Please write out every record exactly, but keep any images out of it.
-- Opening Marker --
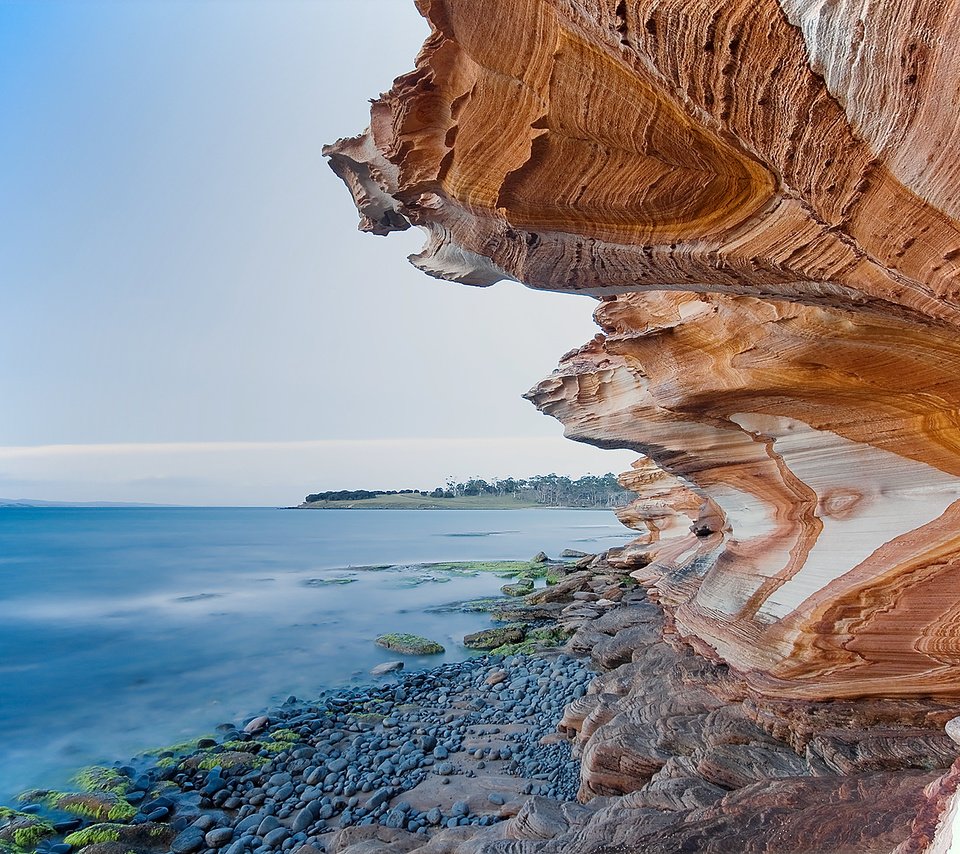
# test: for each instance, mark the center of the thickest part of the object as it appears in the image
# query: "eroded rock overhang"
(764, 196)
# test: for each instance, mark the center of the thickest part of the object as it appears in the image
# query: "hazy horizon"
(190, 313)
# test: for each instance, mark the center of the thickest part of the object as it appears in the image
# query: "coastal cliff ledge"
(764, 197)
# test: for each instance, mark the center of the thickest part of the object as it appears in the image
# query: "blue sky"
(189, 314)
-- Closing Marker --
## Solution
# test: for each instance, mark the center of the thickest part of the object as it appears in the image
# query: "eroded rock overhang"
(764, 196)
# test: for each instance, mark the center of the thickest part of the object as it appears in the image
# query: "hazy horizon"
(190, 313)
# test: for each instance, mark the center of the thickest part of the object as it appears in the image
# query: "coastal cliff ledge"
(764, 197)
# test: for each instance, mark the center of the thickest part of the object as it appears in the image
# query: "blue sky"
(189, 314)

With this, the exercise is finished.